**Dataset**
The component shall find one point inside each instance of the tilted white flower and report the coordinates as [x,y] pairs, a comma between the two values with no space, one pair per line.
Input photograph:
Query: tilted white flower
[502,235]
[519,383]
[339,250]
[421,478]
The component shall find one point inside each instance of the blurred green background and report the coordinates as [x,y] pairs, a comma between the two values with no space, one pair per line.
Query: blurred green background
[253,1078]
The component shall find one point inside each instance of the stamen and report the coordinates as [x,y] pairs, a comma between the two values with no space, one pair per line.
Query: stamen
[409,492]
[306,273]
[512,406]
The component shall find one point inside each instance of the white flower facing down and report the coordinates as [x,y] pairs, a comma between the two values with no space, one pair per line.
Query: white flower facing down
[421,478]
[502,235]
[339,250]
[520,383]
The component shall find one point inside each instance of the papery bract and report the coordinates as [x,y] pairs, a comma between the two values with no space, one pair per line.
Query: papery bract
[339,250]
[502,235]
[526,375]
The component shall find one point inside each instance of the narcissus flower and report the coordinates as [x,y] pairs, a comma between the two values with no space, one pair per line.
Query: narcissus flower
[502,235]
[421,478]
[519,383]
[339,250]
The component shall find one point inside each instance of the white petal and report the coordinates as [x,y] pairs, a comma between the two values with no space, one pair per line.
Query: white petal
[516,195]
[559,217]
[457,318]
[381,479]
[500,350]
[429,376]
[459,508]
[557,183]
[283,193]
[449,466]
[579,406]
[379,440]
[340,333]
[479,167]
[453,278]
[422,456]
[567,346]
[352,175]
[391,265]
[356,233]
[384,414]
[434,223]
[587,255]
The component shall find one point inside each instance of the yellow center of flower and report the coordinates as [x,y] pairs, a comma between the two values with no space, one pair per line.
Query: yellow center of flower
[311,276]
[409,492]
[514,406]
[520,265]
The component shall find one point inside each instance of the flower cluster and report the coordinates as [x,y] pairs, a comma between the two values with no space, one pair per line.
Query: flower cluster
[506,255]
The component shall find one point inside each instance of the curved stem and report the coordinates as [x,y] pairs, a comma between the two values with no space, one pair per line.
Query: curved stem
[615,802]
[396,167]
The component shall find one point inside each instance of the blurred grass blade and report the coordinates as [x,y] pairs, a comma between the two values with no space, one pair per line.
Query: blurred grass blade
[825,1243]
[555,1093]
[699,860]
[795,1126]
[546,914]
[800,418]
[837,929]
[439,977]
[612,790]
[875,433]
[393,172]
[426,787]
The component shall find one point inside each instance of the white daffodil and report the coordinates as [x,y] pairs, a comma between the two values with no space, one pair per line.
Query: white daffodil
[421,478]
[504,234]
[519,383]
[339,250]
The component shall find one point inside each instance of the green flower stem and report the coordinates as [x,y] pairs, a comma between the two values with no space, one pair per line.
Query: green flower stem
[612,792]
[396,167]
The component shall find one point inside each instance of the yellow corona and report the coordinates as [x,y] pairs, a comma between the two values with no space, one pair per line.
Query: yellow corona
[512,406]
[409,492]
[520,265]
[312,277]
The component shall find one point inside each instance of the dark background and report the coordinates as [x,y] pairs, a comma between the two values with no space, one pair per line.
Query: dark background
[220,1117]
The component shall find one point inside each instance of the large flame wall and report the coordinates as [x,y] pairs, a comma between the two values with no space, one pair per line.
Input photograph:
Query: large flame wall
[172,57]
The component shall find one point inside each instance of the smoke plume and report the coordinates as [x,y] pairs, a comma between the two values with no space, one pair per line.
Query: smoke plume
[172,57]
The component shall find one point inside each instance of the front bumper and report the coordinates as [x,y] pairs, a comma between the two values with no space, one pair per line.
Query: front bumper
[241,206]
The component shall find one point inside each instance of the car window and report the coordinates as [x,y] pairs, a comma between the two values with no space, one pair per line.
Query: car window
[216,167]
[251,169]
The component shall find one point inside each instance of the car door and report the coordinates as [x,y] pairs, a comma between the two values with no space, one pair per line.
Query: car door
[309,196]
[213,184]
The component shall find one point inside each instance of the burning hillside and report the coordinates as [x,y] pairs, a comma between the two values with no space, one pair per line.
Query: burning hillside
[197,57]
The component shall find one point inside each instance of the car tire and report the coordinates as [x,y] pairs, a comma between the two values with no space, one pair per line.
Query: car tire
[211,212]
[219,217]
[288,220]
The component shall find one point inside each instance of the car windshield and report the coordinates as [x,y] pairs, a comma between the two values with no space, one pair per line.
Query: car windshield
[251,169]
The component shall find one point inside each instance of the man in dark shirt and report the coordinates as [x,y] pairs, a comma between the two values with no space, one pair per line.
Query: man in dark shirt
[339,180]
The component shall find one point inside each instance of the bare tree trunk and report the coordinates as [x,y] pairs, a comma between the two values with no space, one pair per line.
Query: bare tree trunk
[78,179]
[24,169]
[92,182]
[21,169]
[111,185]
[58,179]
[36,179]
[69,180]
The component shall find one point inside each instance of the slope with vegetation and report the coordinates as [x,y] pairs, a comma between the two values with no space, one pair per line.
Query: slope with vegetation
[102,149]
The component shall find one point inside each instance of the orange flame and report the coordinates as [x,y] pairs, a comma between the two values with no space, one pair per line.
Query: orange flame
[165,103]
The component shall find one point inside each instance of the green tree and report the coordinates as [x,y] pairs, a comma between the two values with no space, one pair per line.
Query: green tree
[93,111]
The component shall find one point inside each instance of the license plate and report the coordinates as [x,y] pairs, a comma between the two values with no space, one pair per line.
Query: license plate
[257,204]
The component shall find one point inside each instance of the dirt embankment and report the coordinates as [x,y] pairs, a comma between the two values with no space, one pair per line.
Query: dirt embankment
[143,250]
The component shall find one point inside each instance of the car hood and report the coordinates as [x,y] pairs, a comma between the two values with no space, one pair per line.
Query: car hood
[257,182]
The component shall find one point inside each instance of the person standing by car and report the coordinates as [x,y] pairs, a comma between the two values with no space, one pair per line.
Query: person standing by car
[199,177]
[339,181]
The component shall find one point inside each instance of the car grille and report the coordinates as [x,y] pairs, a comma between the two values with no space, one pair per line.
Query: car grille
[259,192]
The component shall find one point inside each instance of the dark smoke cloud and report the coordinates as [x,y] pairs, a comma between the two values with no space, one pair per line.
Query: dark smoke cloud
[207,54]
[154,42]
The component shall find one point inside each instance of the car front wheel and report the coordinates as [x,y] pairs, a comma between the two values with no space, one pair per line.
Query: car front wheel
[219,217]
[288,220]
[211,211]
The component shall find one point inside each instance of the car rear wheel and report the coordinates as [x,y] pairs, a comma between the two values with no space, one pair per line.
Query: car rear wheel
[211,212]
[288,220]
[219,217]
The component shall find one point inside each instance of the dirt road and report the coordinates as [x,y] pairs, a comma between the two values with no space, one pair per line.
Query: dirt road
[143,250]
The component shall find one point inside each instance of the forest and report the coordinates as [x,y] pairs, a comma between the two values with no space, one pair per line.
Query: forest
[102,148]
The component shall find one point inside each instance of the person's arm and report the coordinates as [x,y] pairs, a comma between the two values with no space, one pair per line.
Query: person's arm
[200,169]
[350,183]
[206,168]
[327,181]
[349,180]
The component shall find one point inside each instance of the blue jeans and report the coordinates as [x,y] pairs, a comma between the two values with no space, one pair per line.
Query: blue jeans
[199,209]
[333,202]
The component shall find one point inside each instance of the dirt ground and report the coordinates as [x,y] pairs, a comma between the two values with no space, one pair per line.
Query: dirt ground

**Task**
Starting at the line containing "of the person's" and ending at the end of the material, write that stretch out again, substituting "denim trousers" for every occurrence of "blue jeans" and leaving everything else unchanged.

**Complete answer**
The component shall find one point inside each instance of the person's arm and report the coordinates as [x,y] pairs, a comma between the two values with no space, one pair per line.
Query: person's arm
[200,169]
[350,183]
[206,168]
[327,181]
[349,180]
The component shall find one point inside each instance of the denim trousers and report the coordinates as [x,y] pairs, a comma between the two values with no space, one pair per line.
Query: denim trousers
[199,209]
[333,202]
The component shall find one point inside each instance of the dirt ground and report the coordinates as [x,y] pairs, a comma between the two values with no space, one pair per line.
Query: dirt ground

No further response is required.